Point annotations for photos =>
################
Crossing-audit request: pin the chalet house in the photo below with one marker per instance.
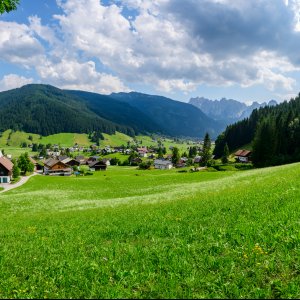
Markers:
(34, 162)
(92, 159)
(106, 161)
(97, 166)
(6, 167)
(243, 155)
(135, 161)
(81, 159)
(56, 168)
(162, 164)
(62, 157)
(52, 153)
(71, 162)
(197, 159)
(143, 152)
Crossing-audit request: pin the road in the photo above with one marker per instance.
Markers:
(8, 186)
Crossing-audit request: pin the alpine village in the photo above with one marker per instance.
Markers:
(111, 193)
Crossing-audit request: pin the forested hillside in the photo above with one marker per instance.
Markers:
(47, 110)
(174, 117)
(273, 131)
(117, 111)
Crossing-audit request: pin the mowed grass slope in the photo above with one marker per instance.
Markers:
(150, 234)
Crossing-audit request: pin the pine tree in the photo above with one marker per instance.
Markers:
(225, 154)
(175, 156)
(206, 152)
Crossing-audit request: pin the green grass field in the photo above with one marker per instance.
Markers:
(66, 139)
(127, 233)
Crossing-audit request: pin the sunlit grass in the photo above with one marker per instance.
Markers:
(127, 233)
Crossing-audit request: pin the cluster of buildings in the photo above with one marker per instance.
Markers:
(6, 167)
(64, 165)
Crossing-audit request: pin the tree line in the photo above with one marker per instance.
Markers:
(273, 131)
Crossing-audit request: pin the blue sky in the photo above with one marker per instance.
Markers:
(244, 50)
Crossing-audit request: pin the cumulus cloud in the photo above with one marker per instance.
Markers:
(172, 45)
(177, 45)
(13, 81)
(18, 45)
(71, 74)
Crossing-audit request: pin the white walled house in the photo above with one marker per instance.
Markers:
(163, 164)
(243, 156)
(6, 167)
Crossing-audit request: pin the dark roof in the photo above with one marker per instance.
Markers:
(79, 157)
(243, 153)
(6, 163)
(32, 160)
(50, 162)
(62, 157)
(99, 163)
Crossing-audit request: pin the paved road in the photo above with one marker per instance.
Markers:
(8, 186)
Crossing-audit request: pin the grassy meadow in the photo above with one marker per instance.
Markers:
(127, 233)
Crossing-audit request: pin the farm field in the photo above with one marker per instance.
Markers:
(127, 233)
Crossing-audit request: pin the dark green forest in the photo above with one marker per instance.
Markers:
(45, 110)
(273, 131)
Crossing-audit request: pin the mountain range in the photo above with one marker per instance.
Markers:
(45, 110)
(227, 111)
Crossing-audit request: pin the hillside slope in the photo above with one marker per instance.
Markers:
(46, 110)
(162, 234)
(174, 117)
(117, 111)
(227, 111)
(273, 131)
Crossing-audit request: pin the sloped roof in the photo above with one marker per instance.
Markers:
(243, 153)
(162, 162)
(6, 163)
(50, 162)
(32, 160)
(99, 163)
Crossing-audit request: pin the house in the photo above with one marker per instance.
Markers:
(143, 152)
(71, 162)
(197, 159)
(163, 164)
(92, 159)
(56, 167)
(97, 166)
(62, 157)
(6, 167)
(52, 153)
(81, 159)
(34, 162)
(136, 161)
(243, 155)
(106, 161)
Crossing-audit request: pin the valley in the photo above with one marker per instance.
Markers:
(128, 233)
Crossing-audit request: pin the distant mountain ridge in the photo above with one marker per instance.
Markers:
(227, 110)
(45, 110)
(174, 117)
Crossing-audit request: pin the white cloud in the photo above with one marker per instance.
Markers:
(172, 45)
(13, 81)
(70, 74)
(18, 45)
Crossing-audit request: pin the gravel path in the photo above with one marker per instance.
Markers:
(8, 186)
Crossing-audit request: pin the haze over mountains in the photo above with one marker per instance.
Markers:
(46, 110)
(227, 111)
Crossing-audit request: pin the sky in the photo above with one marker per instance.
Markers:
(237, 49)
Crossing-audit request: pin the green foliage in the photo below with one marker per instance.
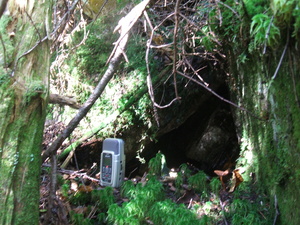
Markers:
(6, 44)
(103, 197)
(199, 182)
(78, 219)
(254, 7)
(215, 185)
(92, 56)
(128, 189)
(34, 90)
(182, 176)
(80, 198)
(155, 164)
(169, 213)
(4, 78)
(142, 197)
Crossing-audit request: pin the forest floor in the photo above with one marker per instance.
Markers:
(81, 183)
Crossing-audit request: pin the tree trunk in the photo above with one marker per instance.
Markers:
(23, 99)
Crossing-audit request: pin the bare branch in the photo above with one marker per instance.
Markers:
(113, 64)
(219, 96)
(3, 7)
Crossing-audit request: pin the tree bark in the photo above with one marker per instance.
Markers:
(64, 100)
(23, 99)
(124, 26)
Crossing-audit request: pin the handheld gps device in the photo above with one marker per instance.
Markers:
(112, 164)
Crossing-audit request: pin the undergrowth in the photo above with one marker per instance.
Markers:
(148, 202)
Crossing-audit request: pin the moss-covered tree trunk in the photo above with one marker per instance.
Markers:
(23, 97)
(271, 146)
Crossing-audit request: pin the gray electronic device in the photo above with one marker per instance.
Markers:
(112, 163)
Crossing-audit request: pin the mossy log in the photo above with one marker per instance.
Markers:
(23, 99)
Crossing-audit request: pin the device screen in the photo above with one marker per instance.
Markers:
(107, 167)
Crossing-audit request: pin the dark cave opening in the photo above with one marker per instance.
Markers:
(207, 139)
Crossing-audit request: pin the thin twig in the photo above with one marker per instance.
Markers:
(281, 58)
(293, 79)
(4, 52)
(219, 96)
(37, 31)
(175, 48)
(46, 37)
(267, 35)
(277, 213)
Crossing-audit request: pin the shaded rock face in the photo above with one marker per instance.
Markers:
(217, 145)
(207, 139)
################
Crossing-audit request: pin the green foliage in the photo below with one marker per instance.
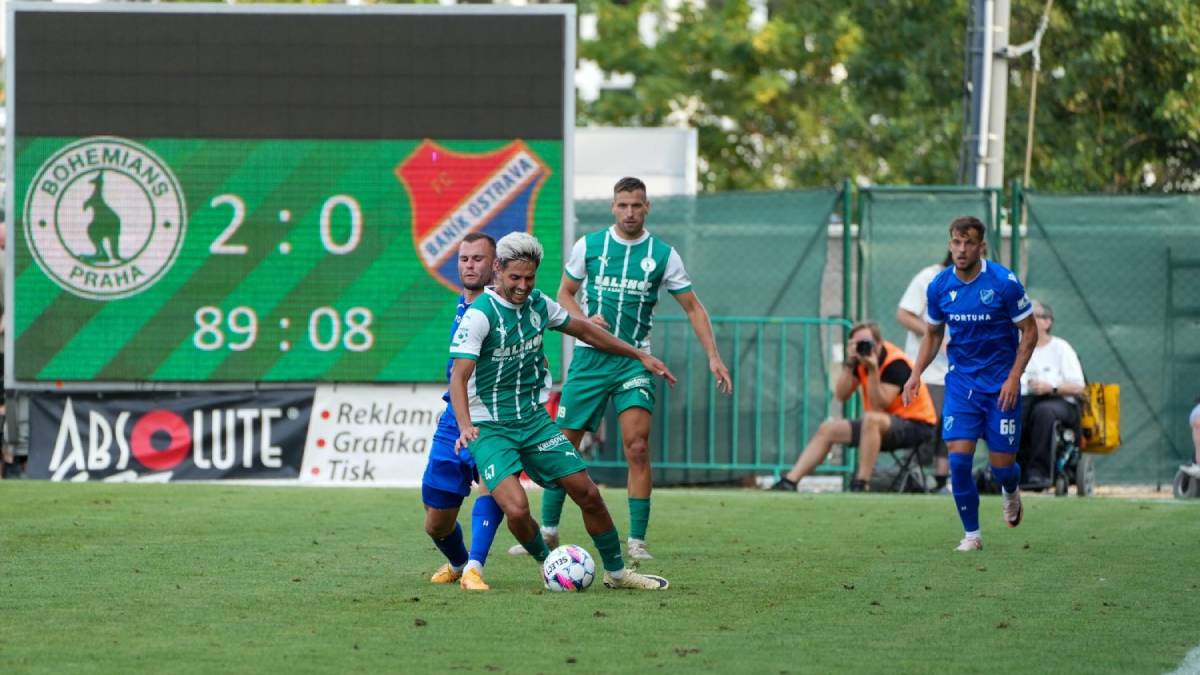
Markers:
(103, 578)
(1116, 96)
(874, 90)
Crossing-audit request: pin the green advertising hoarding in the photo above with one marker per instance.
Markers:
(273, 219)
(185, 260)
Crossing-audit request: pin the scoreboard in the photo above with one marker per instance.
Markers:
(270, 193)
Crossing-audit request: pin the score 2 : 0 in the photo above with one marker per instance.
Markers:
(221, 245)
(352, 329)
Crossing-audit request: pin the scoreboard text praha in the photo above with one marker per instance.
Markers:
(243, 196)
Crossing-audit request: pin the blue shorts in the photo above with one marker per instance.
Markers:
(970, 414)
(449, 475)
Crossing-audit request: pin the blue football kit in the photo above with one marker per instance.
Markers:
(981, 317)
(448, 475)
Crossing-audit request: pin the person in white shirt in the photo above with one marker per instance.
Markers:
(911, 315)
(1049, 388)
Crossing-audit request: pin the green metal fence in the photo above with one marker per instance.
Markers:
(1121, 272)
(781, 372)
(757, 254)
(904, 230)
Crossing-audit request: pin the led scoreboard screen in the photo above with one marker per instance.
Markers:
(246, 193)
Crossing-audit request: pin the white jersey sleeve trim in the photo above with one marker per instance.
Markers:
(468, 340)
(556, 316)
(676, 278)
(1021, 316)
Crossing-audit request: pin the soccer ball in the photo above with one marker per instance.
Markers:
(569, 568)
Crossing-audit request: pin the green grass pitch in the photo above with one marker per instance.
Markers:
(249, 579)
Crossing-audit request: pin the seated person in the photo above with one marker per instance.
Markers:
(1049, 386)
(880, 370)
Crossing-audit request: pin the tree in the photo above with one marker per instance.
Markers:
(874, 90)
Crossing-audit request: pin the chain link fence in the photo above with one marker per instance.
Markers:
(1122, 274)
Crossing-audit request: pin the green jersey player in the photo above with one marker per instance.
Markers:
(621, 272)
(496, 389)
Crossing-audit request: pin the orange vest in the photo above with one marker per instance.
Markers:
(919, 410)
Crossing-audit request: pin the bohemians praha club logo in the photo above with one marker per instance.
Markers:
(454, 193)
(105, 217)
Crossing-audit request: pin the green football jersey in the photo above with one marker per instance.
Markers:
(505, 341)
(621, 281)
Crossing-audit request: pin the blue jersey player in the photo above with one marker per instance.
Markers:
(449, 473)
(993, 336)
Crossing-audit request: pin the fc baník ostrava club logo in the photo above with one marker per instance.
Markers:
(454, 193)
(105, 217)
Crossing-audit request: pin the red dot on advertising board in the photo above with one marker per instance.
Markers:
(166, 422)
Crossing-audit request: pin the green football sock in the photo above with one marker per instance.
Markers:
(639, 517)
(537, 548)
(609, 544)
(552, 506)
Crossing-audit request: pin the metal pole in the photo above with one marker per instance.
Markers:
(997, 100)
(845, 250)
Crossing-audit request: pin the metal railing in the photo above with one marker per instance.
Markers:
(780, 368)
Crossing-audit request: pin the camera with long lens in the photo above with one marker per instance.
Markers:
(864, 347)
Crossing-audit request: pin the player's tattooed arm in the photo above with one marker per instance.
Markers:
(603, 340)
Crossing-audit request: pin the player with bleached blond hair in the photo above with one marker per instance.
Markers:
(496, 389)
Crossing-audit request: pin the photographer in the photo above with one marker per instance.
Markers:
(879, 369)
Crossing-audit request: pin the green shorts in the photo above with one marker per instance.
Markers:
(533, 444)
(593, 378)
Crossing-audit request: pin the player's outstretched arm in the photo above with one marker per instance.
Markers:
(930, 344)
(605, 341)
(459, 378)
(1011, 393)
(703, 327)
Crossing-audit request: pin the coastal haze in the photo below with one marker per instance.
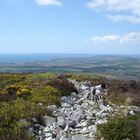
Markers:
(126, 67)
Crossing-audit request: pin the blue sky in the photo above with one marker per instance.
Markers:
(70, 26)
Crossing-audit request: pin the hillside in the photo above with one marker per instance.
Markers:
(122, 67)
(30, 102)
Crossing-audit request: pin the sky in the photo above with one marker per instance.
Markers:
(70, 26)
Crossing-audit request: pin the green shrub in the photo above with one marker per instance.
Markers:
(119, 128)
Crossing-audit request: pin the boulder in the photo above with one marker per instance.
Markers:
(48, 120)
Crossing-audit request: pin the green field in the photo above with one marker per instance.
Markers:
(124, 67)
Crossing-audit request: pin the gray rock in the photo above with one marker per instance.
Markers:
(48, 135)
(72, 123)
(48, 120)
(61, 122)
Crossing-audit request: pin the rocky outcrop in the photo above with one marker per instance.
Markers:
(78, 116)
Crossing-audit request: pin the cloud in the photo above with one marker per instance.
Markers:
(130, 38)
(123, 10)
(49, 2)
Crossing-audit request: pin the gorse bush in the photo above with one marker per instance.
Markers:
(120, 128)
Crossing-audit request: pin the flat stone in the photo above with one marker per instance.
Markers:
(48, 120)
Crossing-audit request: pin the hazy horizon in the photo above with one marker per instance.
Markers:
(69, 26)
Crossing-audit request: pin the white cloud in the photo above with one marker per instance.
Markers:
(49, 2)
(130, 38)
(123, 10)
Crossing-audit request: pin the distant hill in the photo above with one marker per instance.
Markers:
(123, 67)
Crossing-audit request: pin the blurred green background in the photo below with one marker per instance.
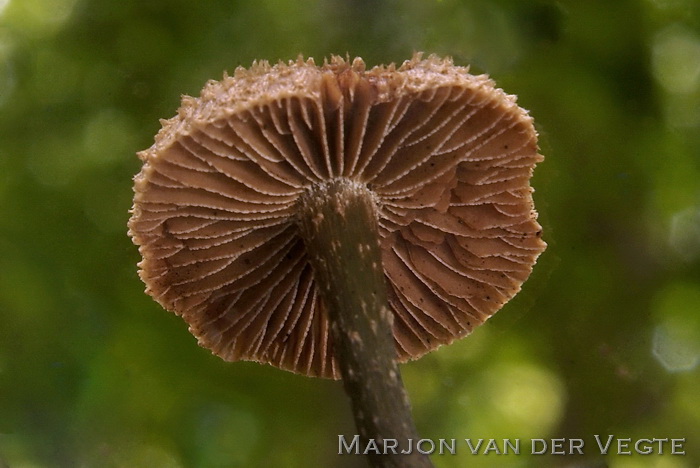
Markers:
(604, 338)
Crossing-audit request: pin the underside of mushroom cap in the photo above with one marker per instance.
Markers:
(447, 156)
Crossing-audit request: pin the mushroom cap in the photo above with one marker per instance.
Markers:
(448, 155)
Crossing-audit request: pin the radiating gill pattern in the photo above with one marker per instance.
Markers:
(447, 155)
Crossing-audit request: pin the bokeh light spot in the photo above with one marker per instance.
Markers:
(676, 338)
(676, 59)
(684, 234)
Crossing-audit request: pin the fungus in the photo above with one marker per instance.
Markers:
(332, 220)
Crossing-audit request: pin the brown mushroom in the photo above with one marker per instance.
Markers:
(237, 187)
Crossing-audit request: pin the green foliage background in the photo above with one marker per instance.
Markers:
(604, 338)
################
How many lines in the rows above contain the string "shorts", with case counting? Reply with the number alone.

2